* **Records for the exercise**
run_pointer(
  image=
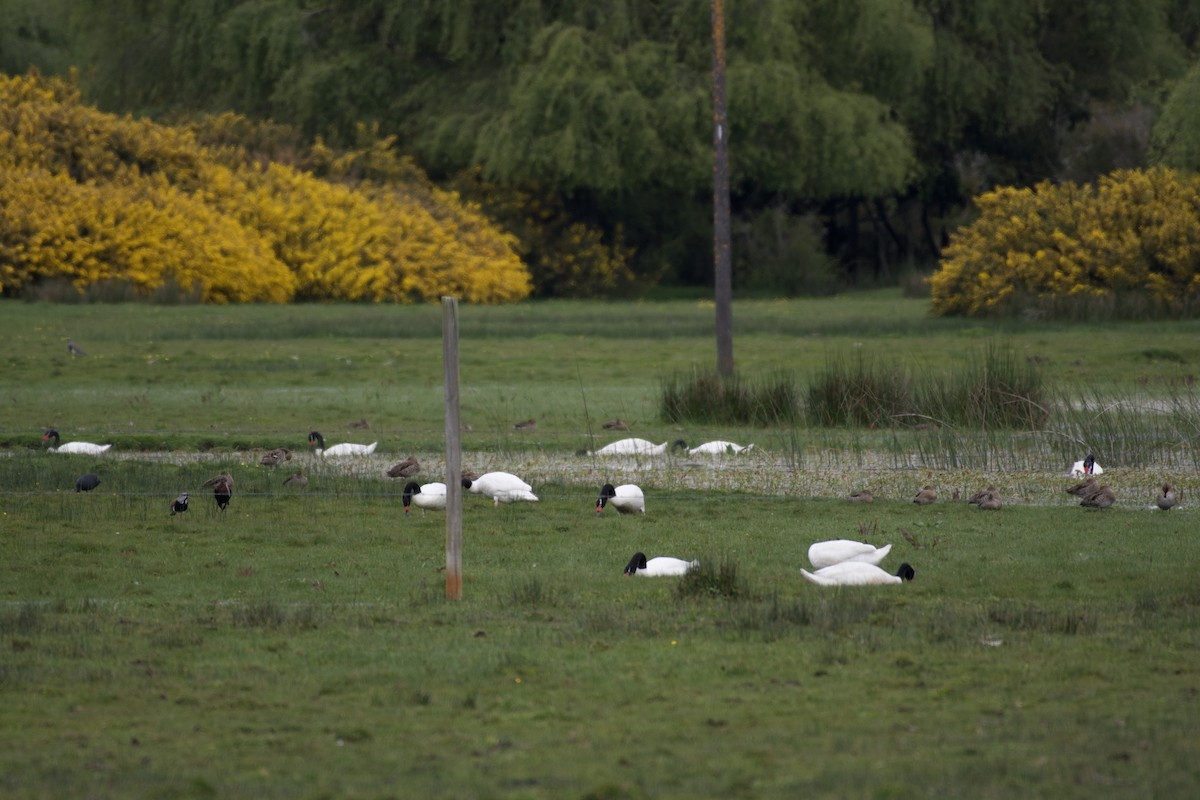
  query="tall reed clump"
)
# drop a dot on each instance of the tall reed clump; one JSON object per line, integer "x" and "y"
{"x": 707, "y": 396}
{"x": 859, "y": 394}
{"x": 993, "y": 391}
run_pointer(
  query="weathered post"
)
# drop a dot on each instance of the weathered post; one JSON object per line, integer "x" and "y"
{"x": 454, "y": 447}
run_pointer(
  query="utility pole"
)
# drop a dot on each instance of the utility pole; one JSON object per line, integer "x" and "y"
{"x": 723, "y": 263}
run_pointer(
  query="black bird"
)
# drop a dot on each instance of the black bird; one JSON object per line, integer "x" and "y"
{"x": 87, "y": 482}
{"x": 222, "y": 492}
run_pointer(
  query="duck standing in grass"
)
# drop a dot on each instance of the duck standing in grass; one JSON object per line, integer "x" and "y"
{"x": 838, "y": 551}
{"x": 858, "y": 573}
{"x": 430, "y": 495}
{"x": 625, "y": 498}
{"x": 502, "y": 487}
{"x": 925, "y": 497}
{"x": 659, "y": 566}
{"x": 1165, "y": 499}
{"x": 87, "y": 482}
{"x": 84, "y": 447}
{"x": 318, "y": 443}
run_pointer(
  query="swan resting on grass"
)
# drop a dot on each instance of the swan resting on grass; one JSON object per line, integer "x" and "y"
{"x": 1086, "y": 467}
{"x": 857, "y": 573}
{"x": 625, "y": 498}
{"x": 502, "y": 487}
{"x": 658, "y": 566}
{"x": 837, "y": 551}
{"x": 635, "y": 446}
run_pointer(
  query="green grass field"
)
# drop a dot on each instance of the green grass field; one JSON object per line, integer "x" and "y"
{"x": 301, "y": 644}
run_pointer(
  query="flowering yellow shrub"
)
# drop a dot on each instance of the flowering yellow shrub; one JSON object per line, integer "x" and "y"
{"x": 89, "y": 197}
{"x": 1134, "y": 229}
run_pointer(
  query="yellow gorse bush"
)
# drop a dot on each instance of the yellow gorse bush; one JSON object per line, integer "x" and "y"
{"x": 89, "y": 197}
{"x": 1133, "y": 230}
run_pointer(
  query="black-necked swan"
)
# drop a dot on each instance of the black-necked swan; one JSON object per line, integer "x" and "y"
{"x": 659, "y": 566}
{"x": 925, "y": 495}
{"x": 857, "y": 573}
{"x": 85, "y": 447}
{"x": 1086, "y": 467}
{"x": 430, "y": 495}
{"x": 222, "y": 491}
{"x": 502, "y": 487}
{"x": 318, "y": 441}
{"x": 625, "y": 498}
{"x": 636, "y": 446}
{"x": 719, "y": 447}
{"x": 1165, "y": 499}
{"x": 275, "y": 457}
{"x": 406, "y": 468}
{"x": 835, "y": 551}
{"x": 87, "y": 482}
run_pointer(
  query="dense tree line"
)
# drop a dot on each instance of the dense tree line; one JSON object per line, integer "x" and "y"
{"x": 861, "y": 128}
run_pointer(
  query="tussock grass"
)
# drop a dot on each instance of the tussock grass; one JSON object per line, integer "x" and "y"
{"x": 706, "y": 397}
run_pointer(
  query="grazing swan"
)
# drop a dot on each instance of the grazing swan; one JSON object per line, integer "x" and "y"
{"x": 657, "y": 567}
{"x": 318, "y": 441}
{"x": 925, "y": 497}
{"x": 857, "y": 573}
{"x": 640, "y": 447}
{"x": 406, "y": 468}
{"x": 275, "y": 457}
{"x": 1086, "y": 467}
{"x": 1167, "y": 499}
{"x": 87, "y": 482}
{"x": 837, "y": 551}
{"x": 502, "y": 487}
{"x": 431, "y": 495}
{"x": 625, "y": 498}
{"x": 718, "y": 449}
{"x": 85, "y": 447}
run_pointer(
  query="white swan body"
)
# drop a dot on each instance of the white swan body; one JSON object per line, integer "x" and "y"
{"x": 625, "y": 498}
{"x": 502, "y": 487}
{"x": 857, "y": 573}
{"x": 430, "y": 495}
{"x": 85, "y": 447}
{"x": 718, "y": 447}
{"x": 838, "y": 551}
{"x": 637, "y": 447}
{"x": 336, "y": 451}
{"x": 1086, "y": 467}
{"x": 658, "y": 566}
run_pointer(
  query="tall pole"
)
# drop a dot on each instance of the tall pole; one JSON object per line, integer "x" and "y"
{"x": 454, "y": 447}
{"x": 723, "y": 266}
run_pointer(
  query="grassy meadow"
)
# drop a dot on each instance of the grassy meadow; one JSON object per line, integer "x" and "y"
{"x": 300, "y": 644}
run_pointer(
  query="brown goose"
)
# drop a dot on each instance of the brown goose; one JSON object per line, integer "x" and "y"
{"x": 297, "y": 479}
{"x": 406, "y": 468}
{"x": 925, "y": 495}
{"x": 1102, "y": 498}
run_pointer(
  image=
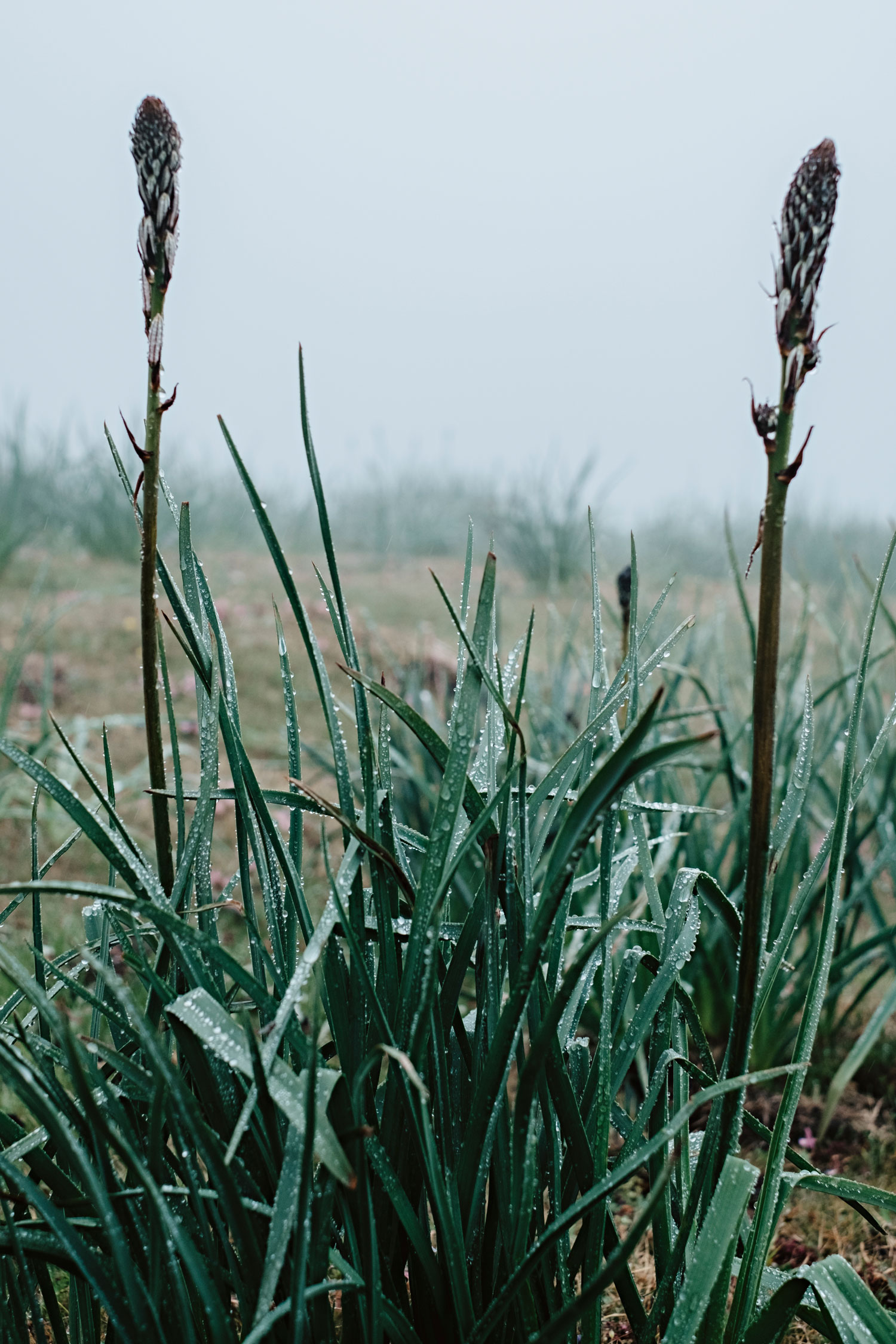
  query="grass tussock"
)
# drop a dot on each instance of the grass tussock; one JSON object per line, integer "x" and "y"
{"x": 425, "y": 977}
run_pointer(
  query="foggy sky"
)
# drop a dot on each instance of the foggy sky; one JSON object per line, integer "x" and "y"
{"x": 507, "y": 234}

* **What to do**
Copy out each line of the records in which the string "green" appears, matching case exactly.

* **Result of the exercise**
  query="green grass field"
# drop a dot on each instance of the green grass field; one JSON object per line, integer "x" and "y"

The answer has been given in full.